What you return must be the lines from the first one below through the one containing "target | white blob logo", exactly and with pictures excluded.

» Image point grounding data
════════════════════
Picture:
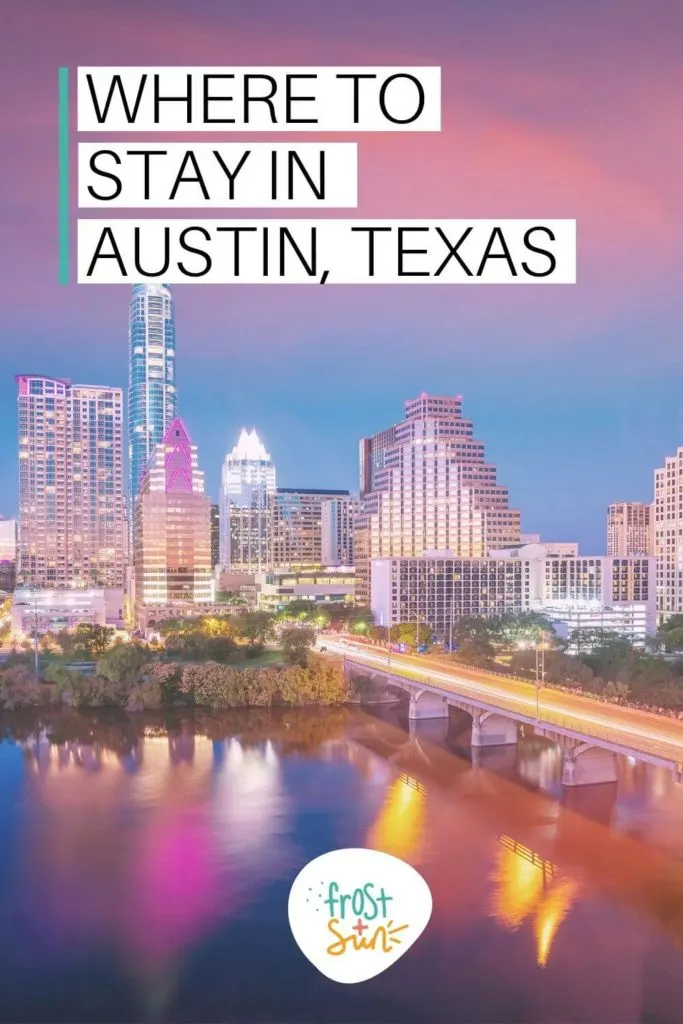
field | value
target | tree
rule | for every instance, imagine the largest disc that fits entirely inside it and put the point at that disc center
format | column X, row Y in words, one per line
column 414, row 634
column 478, row 651
column 671, row 633
column 255, row 627
column 515, row 630
column 296, row 642
column 92, row 638
column 299, row 608
column 122, row 664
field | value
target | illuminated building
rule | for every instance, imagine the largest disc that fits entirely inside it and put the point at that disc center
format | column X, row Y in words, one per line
column 629, row 529
column 574, row 591
column 215, row 536
column 152, row 394
column 296, row 539
column 324, row 586
column 7, row 554
column 71, row 483
column 669, row 535
column 45, row 610
column 248, row 480
column 338, row 522
column 425, row 485
column 173, row 527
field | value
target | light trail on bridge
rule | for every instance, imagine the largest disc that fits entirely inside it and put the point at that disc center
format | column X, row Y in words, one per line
column 640, row 731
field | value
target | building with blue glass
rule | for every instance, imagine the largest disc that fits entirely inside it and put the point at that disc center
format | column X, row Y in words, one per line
column 152, row 394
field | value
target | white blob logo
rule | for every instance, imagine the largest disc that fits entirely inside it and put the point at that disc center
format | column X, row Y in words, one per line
column 355, row 912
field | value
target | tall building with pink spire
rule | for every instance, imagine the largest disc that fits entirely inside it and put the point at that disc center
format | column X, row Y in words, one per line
column 172, row 535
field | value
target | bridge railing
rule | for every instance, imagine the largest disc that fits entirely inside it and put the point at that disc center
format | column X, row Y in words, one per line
column 578, row 690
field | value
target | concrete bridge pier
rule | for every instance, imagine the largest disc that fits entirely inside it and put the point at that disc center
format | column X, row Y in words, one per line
column 433, row 730
column 424, row 704
column 491, row 729
column 586, row 765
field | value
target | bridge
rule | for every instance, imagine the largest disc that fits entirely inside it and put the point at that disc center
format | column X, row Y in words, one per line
column 589, row 732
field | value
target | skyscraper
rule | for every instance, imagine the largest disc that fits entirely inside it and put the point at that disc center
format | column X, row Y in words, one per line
column 248, row 479
column 215, row 536
column 425, row 486
column 71, row 483
column 7, row 554
column 173, row 526
column 338, row 523
column 152, row 394
column 297, row 525
column 668, row 531
column 629, row 529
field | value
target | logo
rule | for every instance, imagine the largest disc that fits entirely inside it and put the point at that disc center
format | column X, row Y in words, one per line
column 355, row 912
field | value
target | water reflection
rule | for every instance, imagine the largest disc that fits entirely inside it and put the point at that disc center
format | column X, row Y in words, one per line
column 527, row 886
column 150, row 857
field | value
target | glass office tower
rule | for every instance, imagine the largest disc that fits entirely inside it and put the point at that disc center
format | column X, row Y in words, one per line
column 152, row 394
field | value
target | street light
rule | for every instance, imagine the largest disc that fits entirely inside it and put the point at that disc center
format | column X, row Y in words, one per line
column 33, row 592
column 540, row 671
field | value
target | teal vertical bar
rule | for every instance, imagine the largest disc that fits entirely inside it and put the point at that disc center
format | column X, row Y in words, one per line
column 62, row 123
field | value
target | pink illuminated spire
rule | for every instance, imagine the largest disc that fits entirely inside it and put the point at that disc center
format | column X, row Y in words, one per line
column 178, row 459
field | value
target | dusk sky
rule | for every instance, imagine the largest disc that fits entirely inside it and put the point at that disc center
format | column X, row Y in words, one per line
column 549, row 110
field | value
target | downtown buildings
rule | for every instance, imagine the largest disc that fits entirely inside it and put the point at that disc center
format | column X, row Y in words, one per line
column 172, row 530
column 425, row 485
column 71, row 526
column 573, row 591
column 152, row 390
column 629, row 529
column 8, row 535
column 668, row 530
column 248, row 480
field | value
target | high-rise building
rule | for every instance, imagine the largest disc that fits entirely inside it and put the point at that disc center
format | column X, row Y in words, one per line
column 71, row 483
column 629, row 529
column 248, row 480
column 668, row 535
column 297, row 525
column 172, row 527
column 215, row 536
column 7, row 554
column 152, row 394
column 426, row 486
column 582, row 591
column 338, row 523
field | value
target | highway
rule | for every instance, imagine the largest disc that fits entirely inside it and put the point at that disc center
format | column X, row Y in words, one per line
column 637, row 730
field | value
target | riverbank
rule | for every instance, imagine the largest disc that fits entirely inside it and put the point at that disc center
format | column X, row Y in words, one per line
column 152, row 686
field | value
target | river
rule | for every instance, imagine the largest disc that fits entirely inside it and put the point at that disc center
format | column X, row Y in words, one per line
column 145, row 865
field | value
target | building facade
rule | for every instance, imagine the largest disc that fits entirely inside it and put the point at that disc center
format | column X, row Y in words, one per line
column 338, row 523
column 668, row 535
column 172, row 528
column 248, row 480
column 425, row 485
column 52, row 610
column 72, row 513
column 629, row 529
column 7, row 554
column 215, row 536
column 152, row 393
column 296, row 538
column 323, row 586
column 590, row 592
column 439, row 589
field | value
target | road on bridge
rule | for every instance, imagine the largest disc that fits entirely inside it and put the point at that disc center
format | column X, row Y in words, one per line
column 637, row 730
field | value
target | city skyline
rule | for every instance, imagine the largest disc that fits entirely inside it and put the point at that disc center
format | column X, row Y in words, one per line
column 587, row 375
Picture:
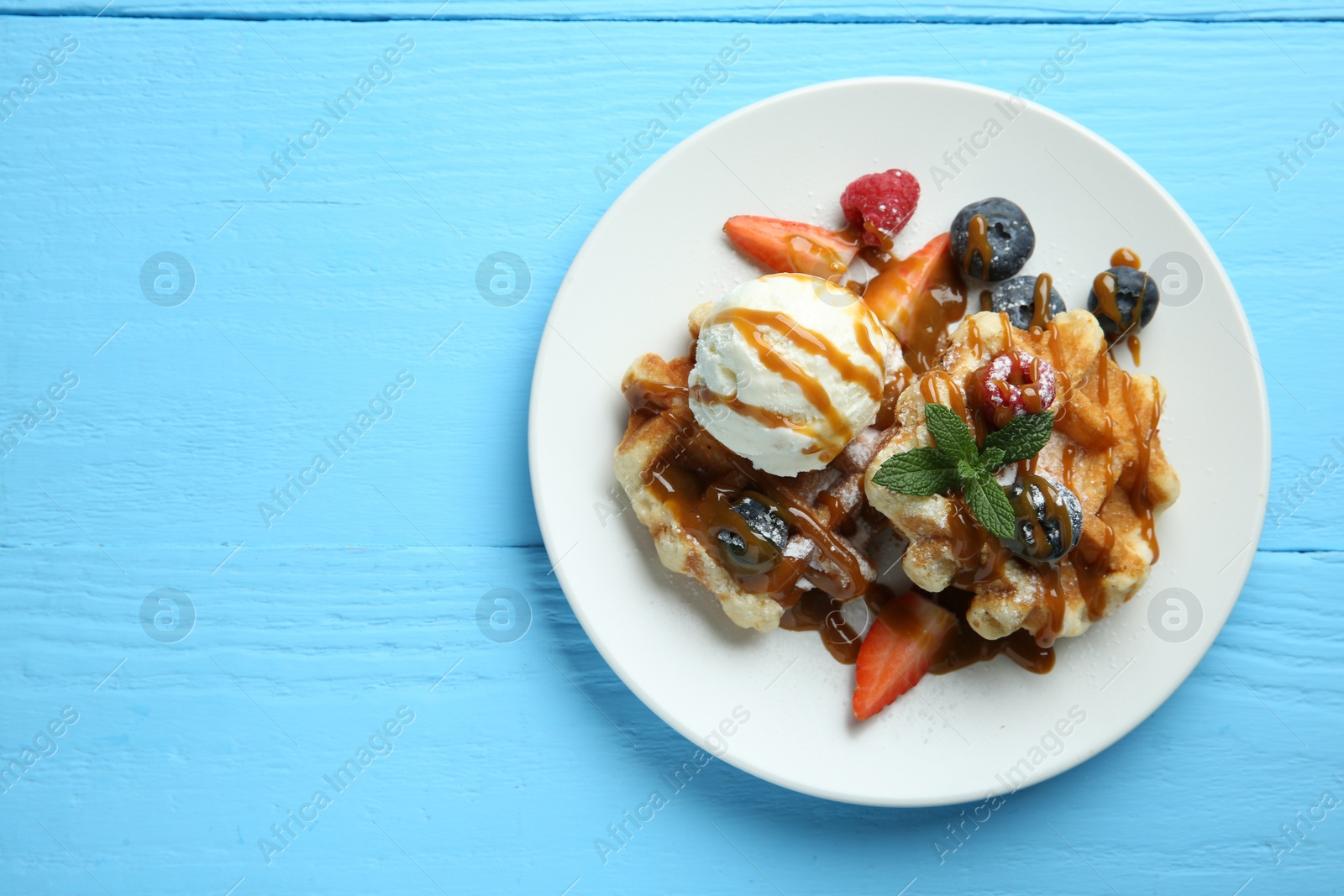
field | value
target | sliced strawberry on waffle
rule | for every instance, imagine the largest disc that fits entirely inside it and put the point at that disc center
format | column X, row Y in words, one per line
════════════════════
» ANSWER BOX
Picture:
field | value
target | tree
rule | for every instance, imagine the largest disc that fits entirely inside it and put the point at that disc center
format | column X, row Y in words, one per line
column 414, row 634
column 478, row 651
column 671, row 633
column 255, row 627
column 515, row 630
column 296, row 642
column 92, row 638
column 299, row 608
column 122, row 664
field | value
target | illuminated building
rule | for every instance, imagine the largest disc that fits entirely inside it and put the point at that disc center
format | column X, row Y in words, one per line
column 629, row 529
column 574, row 591
column 215, row 536
column 152, row 394
column 296, row 539
column 324, row 586
column 7, row 554
column 71, row 483
column 669, row 535
column 45, row 610
column 248, row 480
column 338, row 522
column 425, row 485
column 173, row 527
field | value
target | light trail on bridge
rule | for every instance, imagine the largest disc that fits entirely inside it and put the point at that disc center
format | column X, row Y in words, one per line
column 640, row 731
field | value
target | building with blue glass
rule | for every instance, imagine the largest disc that fits entirely inside it and put the point at that disc center
format | column X, row Y in words, one per line
column 152, row 394
field | value
target | white blob logo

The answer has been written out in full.